-- Begin GIVEN ENTRIES --

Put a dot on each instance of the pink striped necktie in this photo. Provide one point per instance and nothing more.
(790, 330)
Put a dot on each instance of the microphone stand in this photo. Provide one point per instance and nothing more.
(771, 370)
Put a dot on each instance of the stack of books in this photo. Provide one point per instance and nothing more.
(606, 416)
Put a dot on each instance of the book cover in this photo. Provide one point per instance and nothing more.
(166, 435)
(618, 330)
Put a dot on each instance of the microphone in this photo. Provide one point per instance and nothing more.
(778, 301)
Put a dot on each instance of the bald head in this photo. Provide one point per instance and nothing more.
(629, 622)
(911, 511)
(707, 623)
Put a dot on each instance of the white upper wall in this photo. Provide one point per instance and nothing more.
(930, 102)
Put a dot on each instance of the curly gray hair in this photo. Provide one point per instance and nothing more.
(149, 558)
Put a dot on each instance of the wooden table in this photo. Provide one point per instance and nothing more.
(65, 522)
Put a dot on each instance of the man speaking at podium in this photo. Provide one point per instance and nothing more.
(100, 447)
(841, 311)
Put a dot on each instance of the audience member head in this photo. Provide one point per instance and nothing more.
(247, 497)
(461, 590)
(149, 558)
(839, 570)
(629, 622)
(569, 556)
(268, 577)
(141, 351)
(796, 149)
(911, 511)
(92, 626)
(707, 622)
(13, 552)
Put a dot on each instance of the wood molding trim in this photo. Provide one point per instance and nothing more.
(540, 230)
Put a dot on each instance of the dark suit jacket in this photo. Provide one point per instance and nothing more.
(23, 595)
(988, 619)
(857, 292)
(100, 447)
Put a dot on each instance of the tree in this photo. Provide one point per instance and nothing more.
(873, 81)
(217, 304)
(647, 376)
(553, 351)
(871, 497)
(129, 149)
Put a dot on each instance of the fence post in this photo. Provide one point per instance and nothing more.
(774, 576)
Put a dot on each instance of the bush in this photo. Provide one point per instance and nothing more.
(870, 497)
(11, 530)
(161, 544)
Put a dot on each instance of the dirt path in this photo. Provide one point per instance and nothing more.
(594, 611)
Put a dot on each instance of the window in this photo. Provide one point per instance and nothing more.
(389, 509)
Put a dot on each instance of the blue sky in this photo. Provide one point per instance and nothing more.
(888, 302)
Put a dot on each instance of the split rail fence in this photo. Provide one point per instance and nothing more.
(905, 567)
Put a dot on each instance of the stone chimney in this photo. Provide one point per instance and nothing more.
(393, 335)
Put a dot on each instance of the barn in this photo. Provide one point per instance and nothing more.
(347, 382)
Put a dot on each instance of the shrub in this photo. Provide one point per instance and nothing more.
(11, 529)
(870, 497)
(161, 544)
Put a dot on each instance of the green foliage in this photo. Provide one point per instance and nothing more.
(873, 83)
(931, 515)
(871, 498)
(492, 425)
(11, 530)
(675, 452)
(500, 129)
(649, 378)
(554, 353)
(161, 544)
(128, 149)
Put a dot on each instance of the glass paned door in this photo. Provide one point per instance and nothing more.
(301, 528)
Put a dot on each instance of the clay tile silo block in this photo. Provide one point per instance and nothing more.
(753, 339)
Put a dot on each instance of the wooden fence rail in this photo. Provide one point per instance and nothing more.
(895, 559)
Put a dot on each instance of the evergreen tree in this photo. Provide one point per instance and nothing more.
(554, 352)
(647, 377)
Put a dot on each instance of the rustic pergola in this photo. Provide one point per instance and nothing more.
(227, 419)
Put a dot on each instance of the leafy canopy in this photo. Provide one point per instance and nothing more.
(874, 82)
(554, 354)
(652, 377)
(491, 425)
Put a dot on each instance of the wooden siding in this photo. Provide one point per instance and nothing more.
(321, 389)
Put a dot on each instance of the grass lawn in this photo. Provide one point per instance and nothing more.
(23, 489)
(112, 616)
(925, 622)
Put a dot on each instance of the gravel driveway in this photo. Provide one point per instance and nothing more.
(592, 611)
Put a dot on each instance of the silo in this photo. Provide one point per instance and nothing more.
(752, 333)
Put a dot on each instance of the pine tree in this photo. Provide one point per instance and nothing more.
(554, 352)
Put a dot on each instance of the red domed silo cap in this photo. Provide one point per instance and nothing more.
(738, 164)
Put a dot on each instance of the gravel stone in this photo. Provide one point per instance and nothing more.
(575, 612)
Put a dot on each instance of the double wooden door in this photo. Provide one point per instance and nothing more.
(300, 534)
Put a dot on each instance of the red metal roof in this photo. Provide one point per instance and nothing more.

-- End GIVEN ENTRIES --

EXERCISE: Restate the final lines of the listing above word for word, beginning at the line that contains "Put a dot on each instance of the glass".

ANSWER FOR THIS EXERCISE:
Put a dot on each instance of the glass paned door in this photo. Provide one point per instance and nothing more.
(301, 528)
Put a dot on each instance of the clay tile silo block in this photo. Provide one point per instance and nothing more.
(753, 339)
Put a dot on each instance of the wooden fence rail in this photo. Provide one point per instance and nothing more.
(895, 559)
Put a dot on each instance of the evergreen tree in this photo. Provide one point per instance and nothing more.
(554, 352)
(647, 377)
Put a dot on each instance of the rustic pergola in this photo. Provide one point per instance and nothing more.
(227, 419)
Put a dot on each instance of the leafy canopy in this photo. Provide one point per instance and nothing more.
(874, 82)
(554, 354)
(652, 377)
(491, 425)
Put a dot on each instance of the wooden siding in this photo. Provide one point per instance and nothing more.
(321, 389)
Put a dot on each instance of the grass lawn in this photo. Provide one point per instance and nothing more.
(23, 489)
(112, 616)
(925, 622)
Put a dot on each instance of the gravel driveway in this photo. Provide one point per instance and nothing more.
(592, 611)
Put a dot on each instance of the silo in this photo. Provide one point per instance and nothing more.
(752, 333)
Put a dot on each instance of the pine tree in this photo. Provide one point per instance and nothing more.
(554, 352)
Put a dot on each instance of the red domed silo cap in this photo. Provide one point per instance and nothing more.
(738, 164)
Put a dot on each instance of the gravel stone in this photo. Provide one point per instance and nothing more.
(575, 612)
Put a dot on each instance of the double wooden door in this photo. Provide one point per instance and nothing more.
(300, 534)
Put a dot on each instance of the red metal roof in this photo. Provide one point per instance and nothing more.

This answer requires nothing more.